* [EXERCISES TO COMPLETE]:
1 – In the evaluate forum thread, at what point can settings such as the averaging method be passed instead of during compute?
2 – Resume the evaluate forum thread after its final line, the quoted error message.

* [PASSAGE SHOWN]:
────────────────────
Best regards and thanks for the great work.

Indeed, passing additional kwargs is an issue at the moment. This PR should help make it easier: Refactor kwargs and configs by lvwerra · Pull Request #188 · huggingface/evaluate · GitHub

Instead of passing the settings during compute you can already pass them when loading a metric. E.g. the following would then work:

metrics = evaluate.combine([
    evaluate.load("precision", average="weighted"),
    evaluate.load("recall", average="weighted")
])

And this would then also be compatible with the evaluator. Hope we can finish this in the next week or so.

Hi @Ivwerra, thanks for your reply. I’ll take a look and try it when it’s available

@lvwerra I’m excited to give evaluate a try! I am getting the same error as above:

Target is multiclass but average='binary'. Please choose another average setting, one of [None, 'micro', 'macro', 'weighted'].
────────────────────
* [MATERIAL SUPPLIED]:
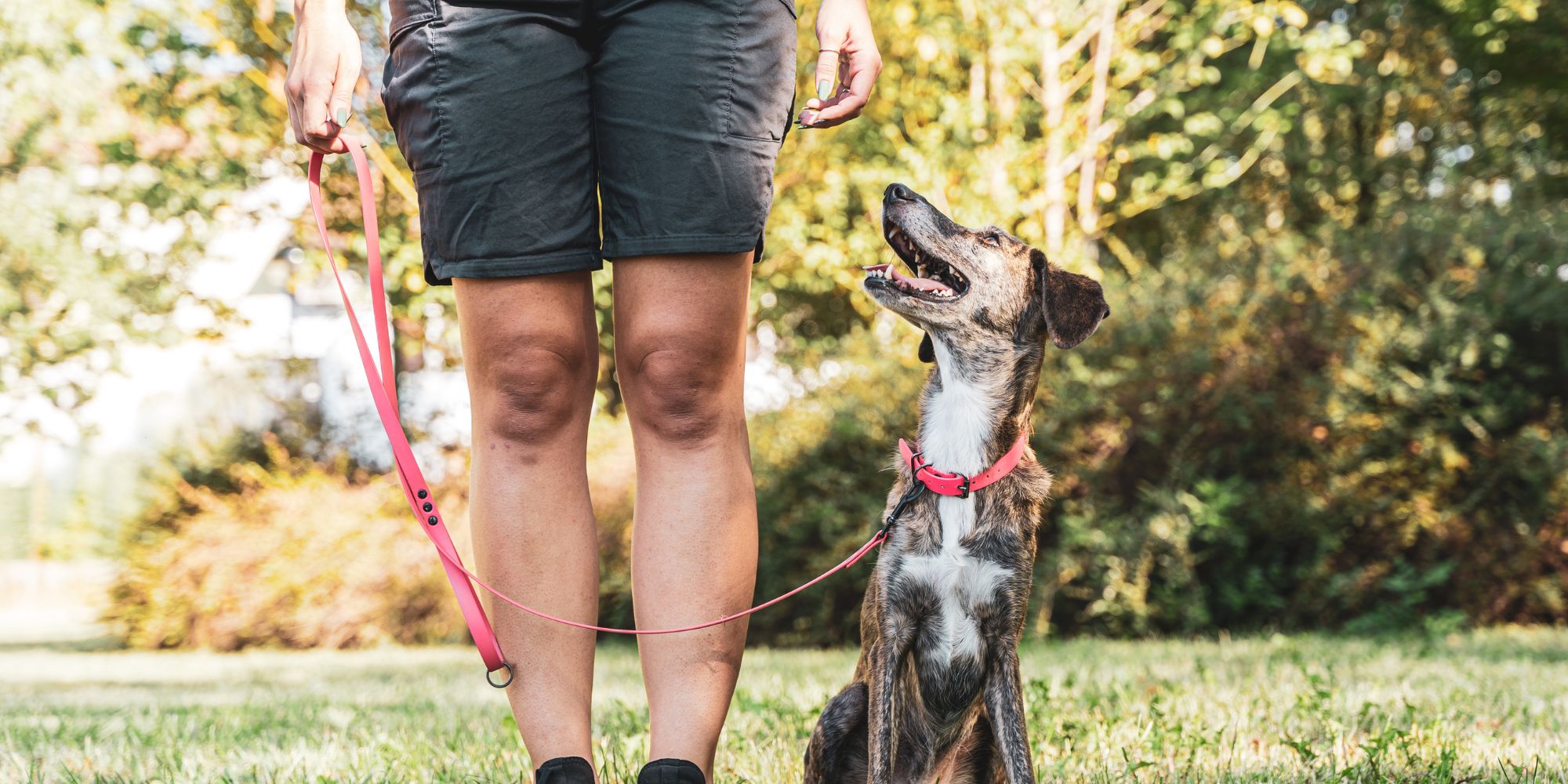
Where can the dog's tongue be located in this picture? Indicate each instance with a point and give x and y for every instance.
(926, 285)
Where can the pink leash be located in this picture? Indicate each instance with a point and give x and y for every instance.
(383, 388)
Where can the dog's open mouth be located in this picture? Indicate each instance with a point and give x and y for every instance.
(935, 280)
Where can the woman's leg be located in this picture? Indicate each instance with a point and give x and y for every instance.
(680, 346)
(532, 355)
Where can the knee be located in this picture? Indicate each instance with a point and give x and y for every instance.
(684, 391)
(535, 396)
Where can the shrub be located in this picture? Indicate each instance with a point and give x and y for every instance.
(269, 550)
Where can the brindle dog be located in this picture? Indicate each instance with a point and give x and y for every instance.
(937, 691)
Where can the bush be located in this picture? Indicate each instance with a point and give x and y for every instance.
(269, 550)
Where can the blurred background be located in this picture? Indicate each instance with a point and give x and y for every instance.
(1334, 236)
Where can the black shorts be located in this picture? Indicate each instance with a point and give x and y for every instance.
(535, 125)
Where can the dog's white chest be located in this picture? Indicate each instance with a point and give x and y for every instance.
(962, 583)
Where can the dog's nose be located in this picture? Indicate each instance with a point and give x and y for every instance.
(899, 192)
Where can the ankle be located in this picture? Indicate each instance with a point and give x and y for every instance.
(565, 771)
(672, 772)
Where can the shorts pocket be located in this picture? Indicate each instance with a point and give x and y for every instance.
(412, 84)
(407, 15)
(761, 70)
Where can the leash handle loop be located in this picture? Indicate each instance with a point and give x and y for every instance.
(383, 390)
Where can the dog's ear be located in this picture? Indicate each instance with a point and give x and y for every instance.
(1072, 305)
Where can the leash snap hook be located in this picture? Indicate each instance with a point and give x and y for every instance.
(490, 677)
(916, 488)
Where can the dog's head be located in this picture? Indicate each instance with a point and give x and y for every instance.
(978, 286)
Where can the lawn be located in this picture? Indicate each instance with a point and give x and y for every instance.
(1486, 706)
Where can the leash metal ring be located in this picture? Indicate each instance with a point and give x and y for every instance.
(504, 684)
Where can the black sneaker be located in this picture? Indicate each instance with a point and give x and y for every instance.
(565, 771)
(670, 772)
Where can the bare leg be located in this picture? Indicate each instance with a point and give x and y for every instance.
(532, 355)
(680, 336)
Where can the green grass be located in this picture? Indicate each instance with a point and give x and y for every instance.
(1489, 706)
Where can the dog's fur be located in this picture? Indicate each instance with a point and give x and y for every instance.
(937, 691)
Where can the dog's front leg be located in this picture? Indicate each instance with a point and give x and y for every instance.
(882, 714)
(1004, 703)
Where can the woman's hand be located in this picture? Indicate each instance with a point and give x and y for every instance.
(848, 65)
(322, 74)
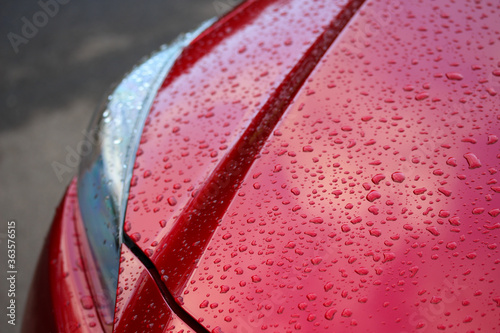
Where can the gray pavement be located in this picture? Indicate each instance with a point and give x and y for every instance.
(51, 80)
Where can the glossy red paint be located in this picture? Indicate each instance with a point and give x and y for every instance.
(374, 204)
(140, 306)
(60, 299)
(361, 196)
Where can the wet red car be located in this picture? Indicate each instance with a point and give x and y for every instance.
(298, 165)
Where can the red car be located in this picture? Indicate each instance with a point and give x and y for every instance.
(297, 165)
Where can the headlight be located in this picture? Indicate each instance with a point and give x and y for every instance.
(105, 173)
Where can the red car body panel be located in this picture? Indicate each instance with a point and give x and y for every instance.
(60, 299)
(139, 304)
(353, 204)
(310, 166)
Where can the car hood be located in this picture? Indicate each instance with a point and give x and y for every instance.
(311, 165)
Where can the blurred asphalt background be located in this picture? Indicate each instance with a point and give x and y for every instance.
────────────────────
* [RESULTS FOR THE EXERCISE]:
1 – They can be passed when loading a metric.

2 –
  File "/home/aclifton/.cache/huggingface/modules/evaluate_modules/metrics/evaluate-metric--f1/0ca73f6cf92ef5a268320c697f7b940d1030f8471714bffdb6856c641b818974/f1.py", line 127, in _compute
    score = f1_score(
  File "/home/aclifton/rf_fp/run_training_w_evaluate.py", line 306, in run_training_pipeline
    eval_results = clf_metrics.compute()
  File "/home/aclifton/rf_fp/run_training_w_evaluate.py", line 445, in <module>
    run_training_pipeline(tmp_dict)

with the following set up:

import evaluate
import torch

all_preds = torch.tensor((), device='cpu')
preds_labels = torch.tensor((), device='cpu')
clf_metrics = evaluate.combine([
    evaluate.load('accuracy'), 
    evaluate.load('f1', average='macro'), 
    evaluate.load('precision', average='macro'), 
    evaluate.load('recall', average='macro')
    ])


for batch in eval_dataloader:
    batch = {k: v.to('cpu') for k, v in batch.items()}
    with torch.no_grad():
        outputs = my_model(**batch)
    
    logits = outputs['logits']
    predictions = torch.argmax(logits, dim=-1)
    all_preds = torch.cat((all_preds, predictions))
    preds_labels = torch.cat((preds_labels, batch['labelz']))
    clf_metrics.add_batch(predictions=predictions, references=batch['labelz'])
        
eval_results = clf_metrics.compute()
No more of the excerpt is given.